[Instruction]: Can you scale the records below, starting at the line with "the black apron in this photo." and continuing through the end of the records, by restating every line, requests included, with each point coordinate in the answers multiplied by 0.35 and rounded to a whole number (halves round up)? Leave the requests and their format samples unchanged.

[Supplied entries]:
============================================================

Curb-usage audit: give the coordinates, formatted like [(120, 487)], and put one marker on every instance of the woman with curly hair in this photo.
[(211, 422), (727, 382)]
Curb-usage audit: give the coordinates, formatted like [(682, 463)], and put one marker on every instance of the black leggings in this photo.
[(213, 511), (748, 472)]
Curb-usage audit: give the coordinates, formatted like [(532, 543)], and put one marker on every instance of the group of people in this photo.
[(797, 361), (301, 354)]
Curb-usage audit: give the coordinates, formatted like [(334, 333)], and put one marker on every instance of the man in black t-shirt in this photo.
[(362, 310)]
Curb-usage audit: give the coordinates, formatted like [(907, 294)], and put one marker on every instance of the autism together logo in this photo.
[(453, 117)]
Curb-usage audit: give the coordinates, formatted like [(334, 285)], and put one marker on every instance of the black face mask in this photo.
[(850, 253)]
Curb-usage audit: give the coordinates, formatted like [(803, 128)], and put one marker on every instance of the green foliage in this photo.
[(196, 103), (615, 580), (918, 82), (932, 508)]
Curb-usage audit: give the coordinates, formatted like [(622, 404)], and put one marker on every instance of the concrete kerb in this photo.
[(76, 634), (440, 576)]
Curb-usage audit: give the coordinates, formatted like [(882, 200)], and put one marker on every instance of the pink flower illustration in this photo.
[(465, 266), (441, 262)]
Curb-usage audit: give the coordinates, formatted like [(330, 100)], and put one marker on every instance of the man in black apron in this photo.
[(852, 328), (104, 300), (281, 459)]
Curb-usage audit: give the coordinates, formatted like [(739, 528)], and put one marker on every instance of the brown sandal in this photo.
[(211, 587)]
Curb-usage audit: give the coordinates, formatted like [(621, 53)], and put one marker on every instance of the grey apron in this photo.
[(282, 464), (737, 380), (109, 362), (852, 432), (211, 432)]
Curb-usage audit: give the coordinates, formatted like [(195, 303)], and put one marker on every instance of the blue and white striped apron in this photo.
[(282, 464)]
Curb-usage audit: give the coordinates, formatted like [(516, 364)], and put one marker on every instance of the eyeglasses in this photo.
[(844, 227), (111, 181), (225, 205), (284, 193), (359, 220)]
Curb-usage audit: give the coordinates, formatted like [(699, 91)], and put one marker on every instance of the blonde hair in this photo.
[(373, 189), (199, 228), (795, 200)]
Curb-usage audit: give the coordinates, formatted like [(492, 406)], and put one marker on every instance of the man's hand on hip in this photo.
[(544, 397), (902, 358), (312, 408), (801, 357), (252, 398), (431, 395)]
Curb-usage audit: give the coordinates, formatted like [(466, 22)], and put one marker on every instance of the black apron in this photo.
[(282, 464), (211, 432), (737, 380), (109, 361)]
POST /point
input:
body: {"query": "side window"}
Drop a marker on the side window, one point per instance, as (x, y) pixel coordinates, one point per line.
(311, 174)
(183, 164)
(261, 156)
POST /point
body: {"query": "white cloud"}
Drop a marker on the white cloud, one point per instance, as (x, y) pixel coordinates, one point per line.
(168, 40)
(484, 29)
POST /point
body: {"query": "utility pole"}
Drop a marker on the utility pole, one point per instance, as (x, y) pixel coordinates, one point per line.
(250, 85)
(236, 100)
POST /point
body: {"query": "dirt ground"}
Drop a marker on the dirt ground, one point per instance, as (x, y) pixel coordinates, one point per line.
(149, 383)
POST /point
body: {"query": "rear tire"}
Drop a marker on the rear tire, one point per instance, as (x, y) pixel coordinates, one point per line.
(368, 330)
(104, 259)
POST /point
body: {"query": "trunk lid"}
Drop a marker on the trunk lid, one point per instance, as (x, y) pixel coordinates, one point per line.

============================================================

[Final result]:
Curb-usage audit: give the coordinates, formatted like [(466, 22)], and put one marker on every instance of the black apron in this photo.
[(99, 162), (74, 151), (258, 133), (38, 126)]
POST /point
input:
body: {"query": "side window"}
Drop a marker on the side window, one point per instance, as (x, y) pixel coordinates, one point per line.
(109, 61)
(64, 57)
(91, 55)
POST /point
body: {"query": "white cloud"}
Drop a marker on the white cloud, one point per instance, as (x, y) pixel coordinates, one point per line.
(59, 14)
(169, 10)
POST /point
body: {"query": "utility pole"}
Drop a marker on the utility pole, one point per instance, as (x, y) pixel coordinates, one point per line.
(88, 30)
(83, 35)
POST /point
body: {"query": "dirt ground"}
Drop a marker on the dirt ground, one point per instance, as (x, y) pixel coordinates, one point per line.
(52, 134)
POST /point
body: {"query": "rear tire"}
Drop a marker on the rear tire, one point per instance, as (x, y) pixel coordinates, one point per line.
(129, 116)
(36, 91)
POST /point
body: {"query": "trunk lid"}
Drop a marker on the trunk lid, one point per instance, as (x, y) pixel coordinates, one point per line.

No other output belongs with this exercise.